Stated goal
Below is the data. Give it again, complete and exact.

===== Data extract

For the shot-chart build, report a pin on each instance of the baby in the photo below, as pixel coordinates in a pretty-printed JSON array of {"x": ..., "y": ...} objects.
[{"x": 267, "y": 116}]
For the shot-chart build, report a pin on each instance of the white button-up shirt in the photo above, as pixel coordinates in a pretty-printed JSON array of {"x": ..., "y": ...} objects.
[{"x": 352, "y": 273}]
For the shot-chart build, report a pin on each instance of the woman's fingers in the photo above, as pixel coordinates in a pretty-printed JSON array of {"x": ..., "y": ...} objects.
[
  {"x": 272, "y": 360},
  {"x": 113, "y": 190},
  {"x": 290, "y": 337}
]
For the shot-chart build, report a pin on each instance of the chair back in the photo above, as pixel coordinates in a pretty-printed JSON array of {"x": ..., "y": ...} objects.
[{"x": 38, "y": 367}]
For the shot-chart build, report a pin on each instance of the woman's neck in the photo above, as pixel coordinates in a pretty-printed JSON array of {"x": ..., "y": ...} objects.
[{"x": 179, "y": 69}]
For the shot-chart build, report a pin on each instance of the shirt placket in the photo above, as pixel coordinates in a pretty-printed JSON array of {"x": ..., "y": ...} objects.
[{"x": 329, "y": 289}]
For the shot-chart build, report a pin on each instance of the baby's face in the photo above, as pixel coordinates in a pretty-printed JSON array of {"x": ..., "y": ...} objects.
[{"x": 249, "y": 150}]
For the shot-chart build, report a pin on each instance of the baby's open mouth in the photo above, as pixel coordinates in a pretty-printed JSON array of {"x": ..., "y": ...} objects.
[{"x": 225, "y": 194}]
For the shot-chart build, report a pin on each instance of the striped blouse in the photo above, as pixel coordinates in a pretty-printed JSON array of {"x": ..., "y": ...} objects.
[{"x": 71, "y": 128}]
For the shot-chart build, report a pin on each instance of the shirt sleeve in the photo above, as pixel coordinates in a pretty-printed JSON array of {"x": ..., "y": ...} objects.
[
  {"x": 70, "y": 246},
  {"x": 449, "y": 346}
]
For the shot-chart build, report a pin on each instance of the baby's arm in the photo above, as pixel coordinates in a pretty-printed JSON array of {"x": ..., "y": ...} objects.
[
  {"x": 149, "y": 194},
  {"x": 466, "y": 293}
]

==========

Reply to the task
For the shot-chart build, report a pin on each instance of the baby in the photo below, as pixel coordinates in a pretty-printed JSON array of {"x": ..., "y": ...} objects.
[{"x": 267, "y": 116}]
For the shot-chart build, report a pin on each instance of the white button-up shirt in the photo above, as pixel coordinates in a pretty-printed JSON array of {"x": ..., "y": ...} objects.
[{"x": 352, "y": 273}]
For the shot-chart build, report a pin on each instance of the woman's fingers in the photo above, as pixel coordinates in a pretty-printed JSON array of {"x": ..., "y": ...} objects.
[
  {"x": 272, "y": 360},
  {"x": 113, "y": 190},
  {"x": 290, "y": 337}
]
For the shot-chart build, report a pin on each instance of the chair back in the photo above, as pixel coordinates in a pretty-printed JSON array of {"x": ..., "y": ...} objects.
[{"x": 38, "y": 367}]
For the shot-chart build, report a pin on each instance of the woman's neck in the photo above, as pixel coordinates in a pretty-printed JSON array of {"x": ..., "y": ...} objects.
[{"x": 179, "y": 69}]
For the shot-chart build, report a pin on each instance of the shirt placket in the photo above, as pixel coordinates in a pretty-printed JSON array of {"x": ..., "y": ...} objects.
[{"x": 329, "y": 289}]
For the shot-chart build, report a pin on each instance of the baby's face in the photo above, as pixel coordinates in a pretty-printed JSON array of {"x": ..., "y": ...} objects.
[{"x": 249, "y": 150}]
For the shot-chart build, report a pin on each instance of the baby's open mouth in the photo above, as pixel coordinates in a pretty-printed JSON array of {"x": ..., "y": ...} objects.
[{"x": 225, "y": 194}]
For the shot-chart build, report a pin on each instance of the striped blouse in the photo above, as pixel coordinates in a pretty-printed JSON array of {"x": ..., "y": ...} objects.
[{"x": 71, "y": 128}]
For the shot-chart build, report a pin on each instance of the shirt sleeve in the photo above, as pixel coordinates in a pretty-printed JSON array of {"x": ..., "y": ...} objects.
[
  {"x": 70, "y": 246},
  {"x": 449, "y": 346}
]
For the shot-chart build, report a pin on each instance of the baby's arm in the photo above, as pixel coordinates in a pretty-printed JSON array of {"x": ..., "y": ...} objects.
[
  {"x": 149, "y": 194},
  {"x": 466, "y": 293}
]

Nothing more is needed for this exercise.